SUPPLIED MATERIAL START

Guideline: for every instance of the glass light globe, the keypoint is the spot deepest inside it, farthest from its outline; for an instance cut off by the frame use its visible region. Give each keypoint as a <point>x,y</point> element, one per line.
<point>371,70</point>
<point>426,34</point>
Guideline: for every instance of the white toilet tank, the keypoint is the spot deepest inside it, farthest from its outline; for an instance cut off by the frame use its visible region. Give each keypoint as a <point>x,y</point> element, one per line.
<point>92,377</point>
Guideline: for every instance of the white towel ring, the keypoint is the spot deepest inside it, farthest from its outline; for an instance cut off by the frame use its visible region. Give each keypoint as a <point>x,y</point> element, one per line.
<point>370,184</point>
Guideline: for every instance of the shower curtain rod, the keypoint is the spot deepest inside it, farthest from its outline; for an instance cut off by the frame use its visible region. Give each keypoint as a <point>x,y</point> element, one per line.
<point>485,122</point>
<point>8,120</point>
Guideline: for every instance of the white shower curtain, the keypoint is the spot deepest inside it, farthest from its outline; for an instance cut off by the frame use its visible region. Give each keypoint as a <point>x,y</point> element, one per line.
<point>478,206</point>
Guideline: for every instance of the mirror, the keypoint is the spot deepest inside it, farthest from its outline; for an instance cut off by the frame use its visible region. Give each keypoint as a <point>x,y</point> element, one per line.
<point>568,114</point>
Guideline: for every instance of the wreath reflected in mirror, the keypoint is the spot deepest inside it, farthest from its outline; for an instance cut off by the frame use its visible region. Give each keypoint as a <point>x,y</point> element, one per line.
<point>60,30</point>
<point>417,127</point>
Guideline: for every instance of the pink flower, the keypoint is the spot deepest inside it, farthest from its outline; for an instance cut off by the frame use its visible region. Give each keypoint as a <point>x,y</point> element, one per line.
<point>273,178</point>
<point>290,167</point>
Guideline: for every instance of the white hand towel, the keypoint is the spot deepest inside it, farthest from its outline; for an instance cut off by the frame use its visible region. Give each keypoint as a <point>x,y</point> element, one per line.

SUPPLIED MATERIAL END

TASK OBJECTIVE:
So that nothing is lost, restate all the material word for word.

SOLUTION TO THE PROBLEM:
Guideline: for every instance of the glass light globe, the keypoint is the spot deepest inside it, farthest from its outline; for an instance cut off by the frame use its visible region. Give each keypoint as a <point>x,y</point> element, one per line.
<point>371,70</point>
<point>426,34</point>
Guideline: for every instance of the white toilet tank, the keypoint is the spot deepest inside it, farthest from its outline; for an instance cut off by the frame use its visible region. Give each keypoint as a <point>x,y</point> element, one per line.
<point>92,377</point>
Guideline: for every instance of the white towel ring, the keypoint is the spot deepest inside it, farthest from its outline; for an instance cut off by the frame use its visible region. Give each keypoint as a <point>x,y</point> element, one per line.
<point>370,184</point>
Guideline: for every instance of the shower curtain rod, the keypoint is the spot deepest inside it, farthest from its outline; for an instance cut off by the frame use its visible region. Give each keypoint as a <point>x,y</point> element, one per line.
<point>485,122</point>
<point>8,120</point>
Guideline: for every instance of the white shower curtain, the keypoint is the spot deepest inside it, farthest from its outline; for an instance cut off by the frame use its visible region. Give each keypoint as a <point>x,y</point> element, one per line.
<point>478,206</point>
Guideline: for every instance of the mirror, the keypoint is the spot deepest inside it, farthest from its outline; for an instance cut off by the frame use its visible region. Give each keypoint as a <point>x,y</point> element, one per line.
<point>568,114</point>
Guideline: for every instance of the wreath reflected in mirror, the keypoint is the spot deepest inside it, farthest from its outline; for an instance cut off by the frame use its visible region. Give each keypoint as a <point>x,y</point> element, one per line.
<point>60,30</point>
<point>417,127</point>
Guideline: for every instance of the pink flower, the keypoint is the spot deepest inside it, farthest from its outline; for an instance cut off by the frame use its visible region. Give each keypoint as a <point>x,y</point> element, one per line.
<point>273,178</point>
<point>290,167</point>
Guideline: for every instance of the white hand towel, the keypoint is the spot deepest inside it, farthest from its outline; for an instance cut off by the frame use its visible region. Give each keypoint as a <point>x,y</point> element, one per line.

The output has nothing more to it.